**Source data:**
* * * * *
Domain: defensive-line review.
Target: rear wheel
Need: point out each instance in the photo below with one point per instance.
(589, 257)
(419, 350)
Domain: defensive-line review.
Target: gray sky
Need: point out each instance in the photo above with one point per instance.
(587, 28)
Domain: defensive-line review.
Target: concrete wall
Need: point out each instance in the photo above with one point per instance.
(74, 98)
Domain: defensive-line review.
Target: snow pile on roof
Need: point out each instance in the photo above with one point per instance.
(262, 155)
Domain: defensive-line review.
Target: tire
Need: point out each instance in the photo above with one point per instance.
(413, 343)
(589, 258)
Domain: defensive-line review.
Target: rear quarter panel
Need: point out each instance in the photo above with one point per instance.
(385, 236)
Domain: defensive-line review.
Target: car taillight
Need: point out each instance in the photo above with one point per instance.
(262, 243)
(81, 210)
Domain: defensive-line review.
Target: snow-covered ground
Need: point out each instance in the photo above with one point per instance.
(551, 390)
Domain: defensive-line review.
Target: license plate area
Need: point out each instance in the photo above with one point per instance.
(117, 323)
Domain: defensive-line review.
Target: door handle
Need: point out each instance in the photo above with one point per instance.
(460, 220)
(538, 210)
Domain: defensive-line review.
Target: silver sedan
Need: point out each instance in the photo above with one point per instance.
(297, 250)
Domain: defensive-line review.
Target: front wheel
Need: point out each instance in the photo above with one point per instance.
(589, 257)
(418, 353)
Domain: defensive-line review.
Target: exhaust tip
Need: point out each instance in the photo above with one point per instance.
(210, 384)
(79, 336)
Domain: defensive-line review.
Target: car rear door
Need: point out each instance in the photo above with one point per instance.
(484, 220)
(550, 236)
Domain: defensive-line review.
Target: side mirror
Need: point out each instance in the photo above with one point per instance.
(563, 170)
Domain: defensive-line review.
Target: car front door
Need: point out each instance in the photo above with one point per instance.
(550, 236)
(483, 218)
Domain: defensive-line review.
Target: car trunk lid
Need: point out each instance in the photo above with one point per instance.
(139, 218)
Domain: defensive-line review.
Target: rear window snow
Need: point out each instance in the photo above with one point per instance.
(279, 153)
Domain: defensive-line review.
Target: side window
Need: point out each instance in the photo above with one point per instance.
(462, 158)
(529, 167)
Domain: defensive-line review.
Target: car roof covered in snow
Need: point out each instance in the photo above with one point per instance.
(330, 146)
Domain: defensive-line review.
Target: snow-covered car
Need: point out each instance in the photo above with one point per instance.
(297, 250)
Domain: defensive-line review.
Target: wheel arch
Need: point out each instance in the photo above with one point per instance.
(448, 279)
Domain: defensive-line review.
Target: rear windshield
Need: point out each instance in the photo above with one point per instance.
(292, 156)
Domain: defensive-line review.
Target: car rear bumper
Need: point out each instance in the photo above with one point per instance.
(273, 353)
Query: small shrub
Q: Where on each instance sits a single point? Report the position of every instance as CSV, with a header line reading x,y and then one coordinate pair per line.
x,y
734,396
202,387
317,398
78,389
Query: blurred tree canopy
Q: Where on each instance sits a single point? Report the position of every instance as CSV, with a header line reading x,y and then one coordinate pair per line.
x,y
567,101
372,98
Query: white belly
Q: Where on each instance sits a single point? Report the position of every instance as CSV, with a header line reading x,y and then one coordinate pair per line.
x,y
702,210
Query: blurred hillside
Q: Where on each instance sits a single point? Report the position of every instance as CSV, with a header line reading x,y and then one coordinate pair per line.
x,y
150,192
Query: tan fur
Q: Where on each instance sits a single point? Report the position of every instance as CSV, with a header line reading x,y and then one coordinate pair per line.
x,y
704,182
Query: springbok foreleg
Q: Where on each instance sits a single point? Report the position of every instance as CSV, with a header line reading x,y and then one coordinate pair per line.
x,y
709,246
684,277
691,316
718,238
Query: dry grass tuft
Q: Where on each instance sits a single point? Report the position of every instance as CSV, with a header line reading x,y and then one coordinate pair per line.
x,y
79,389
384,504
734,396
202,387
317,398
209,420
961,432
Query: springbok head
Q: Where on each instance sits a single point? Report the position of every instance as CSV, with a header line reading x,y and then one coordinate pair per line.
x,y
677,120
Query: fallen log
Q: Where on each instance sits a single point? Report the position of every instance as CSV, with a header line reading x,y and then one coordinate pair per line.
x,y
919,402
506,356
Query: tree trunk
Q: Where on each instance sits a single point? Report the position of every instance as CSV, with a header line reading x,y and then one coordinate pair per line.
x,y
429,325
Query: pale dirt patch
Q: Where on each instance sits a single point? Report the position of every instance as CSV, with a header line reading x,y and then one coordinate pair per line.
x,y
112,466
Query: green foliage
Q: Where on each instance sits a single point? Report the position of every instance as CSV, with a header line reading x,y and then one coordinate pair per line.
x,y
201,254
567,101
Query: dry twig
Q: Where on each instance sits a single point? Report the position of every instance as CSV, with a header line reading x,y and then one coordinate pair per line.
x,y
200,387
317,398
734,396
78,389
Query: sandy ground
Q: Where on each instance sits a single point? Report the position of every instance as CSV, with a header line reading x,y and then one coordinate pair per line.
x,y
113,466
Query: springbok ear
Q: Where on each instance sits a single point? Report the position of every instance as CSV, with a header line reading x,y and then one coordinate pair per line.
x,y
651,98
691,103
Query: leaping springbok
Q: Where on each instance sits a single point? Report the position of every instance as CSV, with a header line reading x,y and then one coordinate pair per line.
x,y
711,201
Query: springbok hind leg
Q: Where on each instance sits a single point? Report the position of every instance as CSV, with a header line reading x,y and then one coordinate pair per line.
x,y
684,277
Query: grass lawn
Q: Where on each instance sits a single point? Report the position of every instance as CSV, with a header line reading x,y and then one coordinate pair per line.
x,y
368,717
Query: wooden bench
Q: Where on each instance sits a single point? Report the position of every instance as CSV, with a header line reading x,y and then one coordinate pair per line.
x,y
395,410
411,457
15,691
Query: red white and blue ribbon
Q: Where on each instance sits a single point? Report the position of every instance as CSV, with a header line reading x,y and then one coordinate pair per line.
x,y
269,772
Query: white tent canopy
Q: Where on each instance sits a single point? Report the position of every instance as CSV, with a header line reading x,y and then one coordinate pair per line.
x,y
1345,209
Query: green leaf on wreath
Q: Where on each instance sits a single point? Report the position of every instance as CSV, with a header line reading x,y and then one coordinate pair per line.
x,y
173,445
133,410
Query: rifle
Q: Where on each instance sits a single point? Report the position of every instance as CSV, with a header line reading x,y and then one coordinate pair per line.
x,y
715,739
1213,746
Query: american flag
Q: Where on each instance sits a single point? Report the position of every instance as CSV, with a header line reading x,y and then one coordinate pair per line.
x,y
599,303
* * * * *
**What you should do:**
All the lines above need to be retyped exactly, with nothing left out.

**Exercise response:**
Domain: defensive-line review.
Target: rear wheel
Need: point out each instance in the photo below with one point per instance.
(589, 257)
(419, 350)
Domain: defensive-line review.
Target: gray sky
Need: point out each instance in the photo above with one point per instance.
(587, 28)
Domain: defensive-line review.
Target: concrete wall
Need: point out each instance in the photo above with one point per instance.
(74, 98)
Domain: defensive-line review.
Target: snow pile on roof
Need: point out each instance in the photo above with one point per instance.
(262, 155)
Domain: defensive-line review.
Target: tire
Need: point out each instance in the photo above with one point per instance.
(413, 343)
(589, 258)
Domain: defensive-line review.
Target: rear quarter panel
Need: point out each instance in the photo above with one point per instance.
(385, 236)
Domain: defensive-line review.
Target: car taillight
Need: point out each instance in the photo above with one point per instance.
(262, 243)
(81, 210)
Domain: defensive-line review.
Target: snow-covered ground
Need: point out each instance in the photo above with one point per instance.
(551, 390)
Domain: defensive-line review.
Target: license plate area
Need: point out each instance in the photo above with one point per instance.
(117, 323)
Domain: defensive-line review.
Target: door handle
Need: point out each instance in the photo above with one point per instance.
(460, 220)
(538, 210)
Domain: defensive-line review.
Target: silver sedan
Need: point out each instance in the photo above with one point per instance.
(297, 250)
Domain: defensive-line review.
Target: front wheel
Need: point out each instance in the photo above with one point per instance.
(589, 257)
(418, 353)
Domain: defensive-line review.
Target: exhaust tip
Need: point out each instance in the photo above with one point per instance.
(210, 384)
(79, 336)
Domain: defensive-line review.
Target: car rear door
Need: point out each instance in the photo above with one point per instance.
(484, 220)
(550, 236)
Domain: defensive-line review.
Target: side mirror
Need: point out each instance in the photo above with one point per instance.
(563, 170)
Domain: defensive-line review.
Target: car front door
Need: point out each instance in the photo above with one point per instance.
(550, 236)
(483, 218)
Domain: defensive-line review.
Target: car trunk lid
Need: point out each instance in the photo above with one point per instance.
(139, 218)
Domain: defensive-line review.
Target: rear window snow
Need: point out each instance in the photo above with one point per instance.
(279, 153)
Domain: defensive-line review.
Target: side window
Need: point out each instance in the photo above with one point per instance.
(462, 158)
(529, 167)
Domain: defensive-line review.
Target: car roof covered in snow
Need: point out each instance in the photo above with one point per instance.
(330, 146)
Domain: defensive-line review.
Target: snow-covered car
Need: point out each instance in the photo above with one point per instance.
(297, 250)
Domain: defensive-line review.
Target: wheel arch
Need: point out each instance in the photo above with one point per instance.
(448, 279)
Domain: defensive-line review.
Target: rear windshield
Need: point out each instance in the photo above with one point per instance.
(292, 156)
Domain: defensive-line review.
Target: car rear bumper
Need: point out each instance in the photo above with one point per instance.
(273, 353)
Query: small shrub
Q: Where on each instance sits a single point? Report the position of every instance as CSV, with a header line reading x,y and then one coordinate pair per line.
x,y
734,396
202,387
317,398
78,389
Query: blurred tree canopy
Q: Where on each instance sits a single point? Report the position of every instance as CSV, with a header line reading x,y and then one coordinate pair per line.
x,y
567,101
372,98
Query: white belly
Q: Where on each instance sits a single point? Report the position of every instance as CSV, with a header line reading x,y and then one coordinate pair per line.
x,y
702,210
Query: blurred hillside
Q: Where on each instance sits a single point? Report the position of every instance as CSV, with a header line reading x,y and then one coordinate pair per line.
x,y
150,192
Query: tan fur
Q: Where on each instance sits a single point? Report the position of every instance as CSV, with a header line reading x,y and then one coordinate pair per line.
x,y
704,182
Query: springbok foreleg
Q: Where on each instance sits a single point? Report the position of every instance as CSV, with a header line reading x,y and then one coordinate pair per line.
x,y
709,246
684,277
691,316
718,238
Query: dry grass tuft
Q: Where on each instance sits a single point? Report the position of every instance as CSV, with a header line reading x,y and then one coordinate pair per line.
x,y
79,389
384,504
734,396
202,387
317,398
209,420
961,432
Query: springbok head
Q: Where on each instance sits a single point? Report the position of every instance as CSV, with a header line reading x,y and then one coordinate pair per line.
x,y
677,120
Query: fallen log
Q: Where on each instance sits a single point? Report the position of every instance as CSV, with a header line reading x,y and then one coordinate pair per line.
x,y
919,402
506,356
Query: tree trunk
Q: Where on each instance sits a single point? Report the position of every instance as CSV, with a header line reading x,y and then one coordinate pair per line.
x,y
429,325
Query: pale dirt patch
Q: Where on each instance sits a single point? Report the position of every instance as CSV, with a header line reading x,y and then one coordinate pair per line.
x,y
112,466
Query: green foliage
Q: Where on each instance sits a single point? Report the position of every instance as CSV, with a header line reading x,y and then one coordinate pair per line.
x,y
201,254
567,101
Query: dry twig
Q: Where on each instance sits a single point? Report the position of every instance as CSV, with a header line reading x,y and then one coordinate pair per line.
x,y
200,387
317,398
734,396
78,389
Query: sandy ground
Q: Where on each instance sits a single point? Report the position of every instance as CSV, with a header line reading x,y and then one coordinate pair per line.
x,y
113,466
Query: springbok ear
Q: Where on each instance sits a single point? Report the position of every instance as CSV, with a header line reading x,y and then one coordinate pair per line.
x,y
651,98
691,103
Query: leaping springbok
Q: Where on each instance sits a single point? Report the position of every instance as CSV, with a header line reading x,y and then one coordinate pair per line.
x,y
711,201
Query: springbok hind leg
Q: Where on each instance sits a single point? Report the position of every instance as CSV, with a header line reading x,y and then one coordinate pair per line.
x,y
684,277
Query: grass lawn
Q: Where on each instance sits a single point? Report the position of every instance as CSV, with a header line reading x,y and then one coordinate pair per line.
x,y
368,717
Query: wooden bench
Q: Where on each instance sits a single point? Report the position of every instance as CSV, with a header line reading x,y and then one coordinate pair per line.
x,y
395,410
411,457
15,691
Query: red white and blue ribbon
Q: Where on each instance sits a single point? Report the position of every instance as CSV, with a header line reading x,y and then one coordinate pair per line.
x,y
269,772
Query: white tent canopy
Q: Where on each instance sits a single point? Report the position of every instance as CSV, with a header line reading x,y and then one coordinate pair per line.
x,y
1345,209
Query: green leaf on wreath
Q: Where on each instance sits a single point? Report the position of every instance as CSV, with a header line reading x,y and then one coordinate pair per line.
x,y
173,445
133,410
Query: rifle
Q: Where on each instance sits a single point? Report the position of every instance as CSV, with a header line reading x,y and then one coordinate pair per line.
x,y
715,739
1213,746
Query: american flag
Q: Where on each instance sits a single point? Report the position of every instance as CSV, with a header line reading x,y and then one coordinate pair per line.
x,y
599,303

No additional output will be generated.